#### DATA SUPPLIED

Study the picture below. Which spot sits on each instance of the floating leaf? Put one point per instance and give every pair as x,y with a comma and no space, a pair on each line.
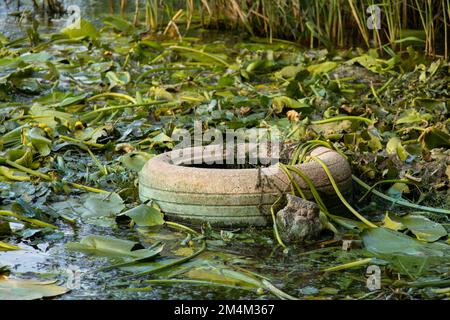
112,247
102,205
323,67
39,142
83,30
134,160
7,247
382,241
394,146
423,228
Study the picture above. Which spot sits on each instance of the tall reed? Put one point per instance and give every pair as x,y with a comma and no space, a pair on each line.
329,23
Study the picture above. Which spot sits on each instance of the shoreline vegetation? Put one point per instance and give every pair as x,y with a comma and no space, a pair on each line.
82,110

---

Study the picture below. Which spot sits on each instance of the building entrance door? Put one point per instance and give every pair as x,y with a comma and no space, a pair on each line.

--

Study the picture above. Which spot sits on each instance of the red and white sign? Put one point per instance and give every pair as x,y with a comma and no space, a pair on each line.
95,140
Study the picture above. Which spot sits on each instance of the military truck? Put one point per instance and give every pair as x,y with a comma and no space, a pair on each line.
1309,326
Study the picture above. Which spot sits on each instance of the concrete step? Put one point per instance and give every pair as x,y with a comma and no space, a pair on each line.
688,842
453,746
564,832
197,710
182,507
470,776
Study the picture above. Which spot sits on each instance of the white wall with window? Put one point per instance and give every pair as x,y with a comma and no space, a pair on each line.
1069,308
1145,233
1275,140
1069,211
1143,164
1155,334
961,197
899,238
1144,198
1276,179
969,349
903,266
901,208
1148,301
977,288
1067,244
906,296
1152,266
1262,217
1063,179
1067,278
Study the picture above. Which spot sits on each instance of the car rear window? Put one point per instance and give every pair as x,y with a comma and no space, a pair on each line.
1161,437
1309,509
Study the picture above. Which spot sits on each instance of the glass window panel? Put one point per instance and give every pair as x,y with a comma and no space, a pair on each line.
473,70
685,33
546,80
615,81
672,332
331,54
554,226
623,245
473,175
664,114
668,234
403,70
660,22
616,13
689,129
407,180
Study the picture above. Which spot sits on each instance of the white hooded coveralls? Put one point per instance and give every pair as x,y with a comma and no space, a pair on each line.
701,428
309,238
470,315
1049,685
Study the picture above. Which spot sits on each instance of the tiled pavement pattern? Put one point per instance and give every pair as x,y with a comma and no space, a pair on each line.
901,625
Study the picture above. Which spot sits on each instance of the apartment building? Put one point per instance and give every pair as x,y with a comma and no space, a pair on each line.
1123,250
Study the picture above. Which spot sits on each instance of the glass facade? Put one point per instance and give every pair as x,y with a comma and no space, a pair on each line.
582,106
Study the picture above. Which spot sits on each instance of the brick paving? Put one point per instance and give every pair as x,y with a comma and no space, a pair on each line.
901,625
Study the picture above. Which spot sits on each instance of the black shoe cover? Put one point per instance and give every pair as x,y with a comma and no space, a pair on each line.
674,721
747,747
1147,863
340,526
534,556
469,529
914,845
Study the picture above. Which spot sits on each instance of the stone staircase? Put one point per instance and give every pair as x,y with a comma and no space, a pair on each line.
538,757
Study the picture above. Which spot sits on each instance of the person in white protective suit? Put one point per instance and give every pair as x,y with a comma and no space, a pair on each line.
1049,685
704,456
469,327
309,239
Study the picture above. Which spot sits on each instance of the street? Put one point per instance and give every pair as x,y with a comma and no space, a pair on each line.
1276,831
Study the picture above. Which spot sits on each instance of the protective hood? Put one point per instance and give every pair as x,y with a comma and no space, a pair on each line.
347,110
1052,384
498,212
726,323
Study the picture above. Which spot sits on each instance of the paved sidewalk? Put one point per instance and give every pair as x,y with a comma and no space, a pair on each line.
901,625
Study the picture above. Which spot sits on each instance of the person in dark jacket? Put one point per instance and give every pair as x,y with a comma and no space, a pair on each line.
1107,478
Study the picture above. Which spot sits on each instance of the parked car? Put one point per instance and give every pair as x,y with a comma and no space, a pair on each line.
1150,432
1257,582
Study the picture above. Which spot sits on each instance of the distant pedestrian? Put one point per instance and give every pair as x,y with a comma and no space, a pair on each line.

#### PROBLEM REQUIREMENTS
In the listing above, locate the line containing "person in dark" and the line containing "of the distant". Transcribe those two lines and everything between them, exactly as written.

#### EXERCISE OUTPUT
Study the picture above. Which spot sits on each instance of the person in dark jacket? Put one point per instance and give every pair as x,y with a comma and no space, a pair on each line.
1107,478
Study the picture above. Which spot sits on each instance of the parked car? Put one point per instance and give every pair as x,y with a comma and no space, a pair on each line.
1150,432
1257,582
Study the picture above. Which spot sits on each instance of the distant pedestrian? Put one point per instance and give every pair as x,y with a comma and no space, a pair on each line.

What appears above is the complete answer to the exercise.